Items from a data source
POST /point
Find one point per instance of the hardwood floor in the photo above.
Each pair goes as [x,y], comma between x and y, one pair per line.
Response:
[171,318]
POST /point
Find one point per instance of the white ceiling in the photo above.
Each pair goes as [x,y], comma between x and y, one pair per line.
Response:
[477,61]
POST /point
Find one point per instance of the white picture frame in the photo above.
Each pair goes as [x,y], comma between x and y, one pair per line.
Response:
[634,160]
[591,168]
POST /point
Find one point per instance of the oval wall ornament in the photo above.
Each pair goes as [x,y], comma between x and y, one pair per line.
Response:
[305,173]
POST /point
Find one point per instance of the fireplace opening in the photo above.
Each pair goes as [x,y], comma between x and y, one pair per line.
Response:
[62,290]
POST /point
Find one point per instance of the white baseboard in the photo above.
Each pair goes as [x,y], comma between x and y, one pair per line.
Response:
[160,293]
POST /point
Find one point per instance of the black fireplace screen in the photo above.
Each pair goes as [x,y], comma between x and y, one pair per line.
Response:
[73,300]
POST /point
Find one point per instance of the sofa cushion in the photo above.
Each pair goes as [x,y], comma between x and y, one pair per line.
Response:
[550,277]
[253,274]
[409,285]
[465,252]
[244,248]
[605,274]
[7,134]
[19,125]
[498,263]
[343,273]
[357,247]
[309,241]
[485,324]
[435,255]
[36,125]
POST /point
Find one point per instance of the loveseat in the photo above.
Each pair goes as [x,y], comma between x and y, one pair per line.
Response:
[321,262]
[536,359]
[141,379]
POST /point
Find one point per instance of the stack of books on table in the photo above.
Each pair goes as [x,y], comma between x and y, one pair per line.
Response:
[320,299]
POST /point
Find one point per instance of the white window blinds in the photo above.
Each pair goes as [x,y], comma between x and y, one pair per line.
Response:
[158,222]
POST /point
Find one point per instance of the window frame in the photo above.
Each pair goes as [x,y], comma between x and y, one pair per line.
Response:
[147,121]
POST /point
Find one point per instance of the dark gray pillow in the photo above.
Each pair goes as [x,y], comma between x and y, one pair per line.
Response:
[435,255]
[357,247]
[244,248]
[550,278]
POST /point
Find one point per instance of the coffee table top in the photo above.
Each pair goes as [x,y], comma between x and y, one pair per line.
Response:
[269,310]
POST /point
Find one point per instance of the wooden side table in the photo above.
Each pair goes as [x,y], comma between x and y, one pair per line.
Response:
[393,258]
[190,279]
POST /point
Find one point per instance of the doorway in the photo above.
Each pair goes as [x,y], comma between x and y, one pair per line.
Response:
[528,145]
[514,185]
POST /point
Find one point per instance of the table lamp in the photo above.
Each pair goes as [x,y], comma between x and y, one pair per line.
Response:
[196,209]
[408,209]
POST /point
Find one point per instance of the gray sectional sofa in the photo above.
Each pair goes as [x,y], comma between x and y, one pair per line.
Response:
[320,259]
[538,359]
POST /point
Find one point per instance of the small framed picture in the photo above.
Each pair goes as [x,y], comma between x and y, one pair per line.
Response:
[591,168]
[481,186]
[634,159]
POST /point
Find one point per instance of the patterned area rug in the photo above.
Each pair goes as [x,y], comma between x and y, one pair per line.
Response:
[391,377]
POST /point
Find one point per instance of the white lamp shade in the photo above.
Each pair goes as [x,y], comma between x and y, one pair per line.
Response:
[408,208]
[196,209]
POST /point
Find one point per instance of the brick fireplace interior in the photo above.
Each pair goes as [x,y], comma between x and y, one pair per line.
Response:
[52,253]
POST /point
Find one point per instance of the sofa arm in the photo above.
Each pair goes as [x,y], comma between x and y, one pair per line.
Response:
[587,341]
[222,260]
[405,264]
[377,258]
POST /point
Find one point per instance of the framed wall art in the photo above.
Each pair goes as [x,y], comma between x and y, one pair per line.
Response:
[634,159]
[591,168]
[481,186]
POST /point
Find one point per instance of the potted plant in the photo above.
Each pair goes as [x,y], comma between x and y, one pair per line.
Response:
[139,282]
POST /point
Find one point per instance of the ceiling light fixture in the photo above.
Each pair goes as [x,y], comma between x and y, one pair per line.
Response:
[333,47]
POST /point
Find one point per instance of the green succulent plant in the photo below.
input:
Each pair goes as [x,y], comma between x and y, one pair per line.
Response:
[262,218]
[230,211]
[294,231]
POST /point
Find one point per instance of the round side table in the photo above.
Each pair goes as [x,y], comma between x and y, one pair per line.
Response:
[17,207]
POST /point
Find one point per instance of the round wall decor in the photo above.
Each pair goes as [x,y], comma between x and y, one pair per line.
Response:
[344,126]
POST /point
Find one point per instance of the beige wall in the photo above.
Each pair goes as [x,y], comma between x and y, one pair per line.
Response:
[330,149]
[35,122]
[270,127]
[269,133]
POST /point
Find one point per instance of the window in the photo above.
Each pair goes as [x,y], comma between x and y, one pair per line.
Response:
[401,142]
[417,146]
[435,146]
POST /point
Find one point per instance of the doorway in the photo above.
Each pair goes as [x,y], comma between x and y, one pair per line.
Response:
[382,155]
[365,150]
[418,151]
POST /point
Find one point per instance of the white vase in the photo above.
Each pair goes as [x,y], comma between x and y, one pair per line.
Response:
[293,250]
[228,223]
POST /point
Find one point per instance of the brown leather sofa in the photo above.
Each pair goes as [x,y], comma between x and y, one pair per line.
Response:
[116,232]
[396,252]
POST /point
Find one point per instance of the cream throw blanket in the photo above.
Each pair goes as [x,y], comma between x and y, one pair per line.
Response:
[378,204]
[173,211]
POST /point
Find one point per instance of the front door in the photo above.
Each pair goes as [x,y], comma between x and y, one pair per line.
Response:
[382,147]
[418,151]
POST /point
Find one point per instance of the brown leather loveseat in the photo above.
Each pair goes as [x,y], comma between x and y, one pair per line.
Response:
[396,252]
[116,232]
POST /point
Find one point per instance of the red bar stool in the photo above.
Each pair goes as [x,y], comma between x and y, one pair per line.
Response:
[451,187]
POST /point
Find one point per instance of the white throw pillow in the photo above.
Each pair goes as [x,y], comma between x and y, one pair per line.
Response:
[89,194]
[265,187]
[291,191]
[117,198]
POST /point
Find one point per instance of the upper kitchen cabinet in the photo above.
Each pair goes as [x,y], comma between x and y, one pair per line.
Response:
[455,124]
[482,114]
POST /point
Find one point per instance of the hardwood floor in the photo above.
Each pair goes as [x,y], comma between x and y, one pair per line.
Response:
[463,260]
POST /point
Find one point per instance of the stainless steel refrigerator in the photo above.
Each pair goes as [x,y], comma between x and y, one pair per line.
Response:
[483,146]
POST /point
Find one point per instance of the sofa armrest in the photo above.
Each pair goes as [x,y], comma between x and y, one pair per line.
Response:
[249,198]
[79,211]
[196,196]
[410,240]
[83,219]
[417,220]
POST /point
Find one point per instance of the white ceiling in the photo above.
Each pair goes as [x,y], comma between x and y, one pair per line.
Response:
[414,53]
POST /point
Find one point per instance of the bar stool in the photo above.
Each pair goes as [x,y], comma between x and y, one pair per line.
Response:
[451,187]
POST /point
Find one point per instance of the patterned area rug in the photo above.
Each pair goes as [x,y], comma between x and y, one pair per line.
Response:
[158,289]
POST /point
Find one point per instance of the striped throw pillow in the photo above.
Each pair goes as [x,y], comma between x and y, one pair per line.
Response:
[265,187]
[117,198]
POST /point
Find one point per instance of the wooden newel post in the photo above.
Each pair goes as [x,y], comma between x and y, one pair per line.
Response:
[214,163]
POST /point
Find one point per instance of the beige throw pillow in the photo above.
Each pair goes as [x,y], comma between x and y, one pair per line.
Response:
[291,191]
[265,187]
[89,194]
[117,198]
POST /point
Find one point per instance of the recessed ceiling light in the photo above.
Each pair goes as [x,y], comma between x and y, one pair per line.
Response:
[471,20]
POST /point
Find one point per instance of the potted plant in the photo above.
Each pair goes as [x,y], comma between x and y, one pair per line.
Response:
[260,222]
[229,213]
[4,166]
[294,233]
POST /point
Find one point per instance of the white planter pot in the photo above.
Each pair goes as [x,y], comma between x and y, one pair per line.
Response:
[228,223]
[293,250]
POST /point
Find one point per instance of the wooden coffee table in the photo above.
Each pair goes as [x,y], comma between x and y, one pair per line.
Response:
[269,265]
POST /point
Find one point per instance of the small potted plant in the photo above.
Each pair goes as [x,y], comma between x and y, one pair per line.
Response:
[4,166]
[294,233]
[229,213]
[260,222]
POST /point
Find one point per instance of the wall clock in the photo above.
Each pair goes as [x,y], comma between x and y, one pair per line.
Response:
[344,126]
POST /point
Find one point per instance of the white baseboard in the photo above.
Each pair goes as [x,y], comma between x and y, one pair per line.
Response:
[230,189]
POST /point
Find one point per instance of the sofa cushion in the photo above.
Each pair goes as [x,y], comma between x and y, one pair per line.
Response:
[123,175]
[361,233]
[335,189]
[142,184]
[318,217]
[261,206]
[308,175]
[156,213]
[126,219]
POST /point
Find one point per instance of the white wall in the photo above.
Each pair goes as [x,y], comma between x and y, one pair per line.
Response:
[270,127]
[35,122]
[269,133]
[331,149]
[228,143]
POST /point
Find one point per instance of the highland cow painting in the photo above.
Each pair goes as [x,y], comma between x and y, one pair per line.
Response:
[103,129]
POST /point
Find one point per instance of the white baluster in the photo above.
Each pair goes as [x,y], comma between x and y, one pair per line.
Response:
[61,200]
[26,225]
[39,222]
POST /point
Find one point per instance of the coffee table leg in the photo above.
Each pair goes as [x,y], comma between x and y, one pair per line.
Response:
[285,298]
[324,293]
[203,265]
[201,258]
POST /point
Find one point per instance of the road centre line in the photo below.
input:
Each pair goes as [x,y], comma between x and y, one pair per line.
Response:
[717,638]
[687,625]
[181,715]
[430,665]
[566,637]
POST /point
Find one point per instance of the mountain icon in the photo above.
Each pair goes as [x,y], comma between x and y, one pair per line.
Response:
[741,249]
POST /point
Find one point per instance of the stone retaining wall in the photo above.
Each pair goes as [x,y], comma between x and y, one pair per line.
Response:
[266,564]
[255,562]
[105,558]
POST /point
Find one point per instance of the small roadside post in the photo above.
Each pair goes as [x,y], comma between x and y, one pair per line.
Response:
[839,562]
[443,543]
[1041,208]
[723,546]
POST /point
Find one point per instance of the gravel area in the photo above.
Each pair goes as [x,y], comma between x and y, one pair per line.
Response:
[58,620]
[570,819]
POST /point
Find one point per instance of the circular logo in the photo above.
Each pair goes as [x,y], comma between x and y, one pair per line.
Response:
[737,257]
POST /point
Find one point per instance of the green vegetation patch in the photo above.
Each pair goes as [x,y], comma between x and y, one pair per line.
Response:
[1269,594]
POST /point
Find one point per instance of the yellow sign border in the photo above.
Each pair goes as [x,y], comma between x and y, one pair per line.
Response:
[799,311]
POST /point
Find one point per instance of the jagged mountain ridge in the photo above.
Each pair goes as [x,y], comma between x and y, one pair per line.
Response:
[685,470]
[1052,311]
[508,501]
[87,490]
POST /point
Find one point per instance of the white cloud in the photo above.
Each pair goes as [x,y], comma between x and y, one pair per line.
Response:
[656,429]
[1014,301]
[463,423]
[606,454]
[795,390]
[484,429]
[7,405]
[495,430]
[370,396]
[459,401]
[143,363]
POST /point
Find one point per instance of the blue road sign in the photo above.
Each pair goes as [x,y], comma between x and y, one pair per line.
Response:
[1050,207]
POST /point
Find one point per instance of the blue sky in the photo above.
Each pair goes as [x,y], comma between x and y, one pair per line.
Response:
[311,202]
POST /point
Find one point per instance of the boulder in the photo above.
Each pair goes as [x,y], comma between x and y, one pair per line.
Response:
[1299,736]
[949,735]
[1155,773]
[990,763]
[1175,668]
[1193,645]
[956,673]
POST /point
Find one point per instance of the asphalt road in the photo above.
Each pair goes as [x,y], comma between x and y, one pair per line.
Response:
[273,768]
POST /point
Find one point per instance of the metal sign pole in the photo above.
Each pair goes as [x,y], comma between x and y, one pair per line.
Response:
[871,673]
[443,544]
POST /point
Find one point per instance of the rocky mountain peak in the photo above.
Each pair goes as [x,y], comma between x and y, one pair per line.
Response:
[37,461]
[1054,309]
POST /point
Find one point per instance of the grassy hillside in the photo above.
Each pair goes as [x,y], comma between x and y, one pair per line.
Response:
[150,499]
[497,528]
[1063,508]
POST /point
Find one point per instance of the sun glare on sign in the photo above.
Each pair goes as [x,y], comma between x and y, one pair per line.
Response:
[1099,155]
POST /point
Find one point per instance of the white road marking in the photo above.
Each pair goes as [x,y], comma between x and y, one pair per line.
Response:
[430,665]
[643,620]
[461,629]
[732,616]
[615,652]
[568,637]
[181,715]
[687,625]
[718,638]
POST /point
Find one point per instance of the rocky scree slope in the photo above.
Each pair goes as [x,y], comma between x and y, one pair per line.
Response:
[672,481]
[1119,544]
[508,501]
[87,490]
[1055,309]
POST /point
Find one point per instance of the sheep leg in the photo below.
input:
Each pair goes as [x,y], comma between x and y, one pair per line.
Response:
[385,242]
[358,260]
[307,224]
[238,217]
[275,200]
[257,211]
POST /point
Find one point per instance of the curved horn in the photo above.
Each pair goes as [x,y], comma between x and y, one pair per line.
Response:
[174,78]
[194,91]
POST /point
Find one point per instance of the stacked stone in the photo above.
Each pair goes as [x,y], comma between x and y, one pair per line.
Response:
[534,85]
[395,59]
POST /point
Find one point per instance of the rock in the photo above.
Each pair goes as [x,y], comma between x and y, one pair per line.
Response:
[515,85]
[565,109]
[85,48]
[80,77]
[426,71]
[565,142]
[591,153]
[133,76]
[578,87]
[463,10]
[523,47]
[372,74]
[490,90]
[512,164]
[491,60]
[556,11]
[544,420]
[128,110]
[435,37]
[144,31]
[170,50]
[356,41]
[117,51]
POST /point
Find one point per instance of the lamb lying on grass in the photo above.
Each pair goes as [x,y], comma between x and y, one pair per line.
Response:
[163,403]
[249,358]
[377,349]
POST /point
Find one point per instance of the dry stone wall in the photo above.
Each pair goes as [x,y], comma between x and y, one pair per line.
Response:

-- What to produce --
In the entries above, identify every line with the string "beige".

-- Solved problem --
Find one point per instance of the beige wall in the photo above.
Find one point per instance of the beige throw pillow in the photo above.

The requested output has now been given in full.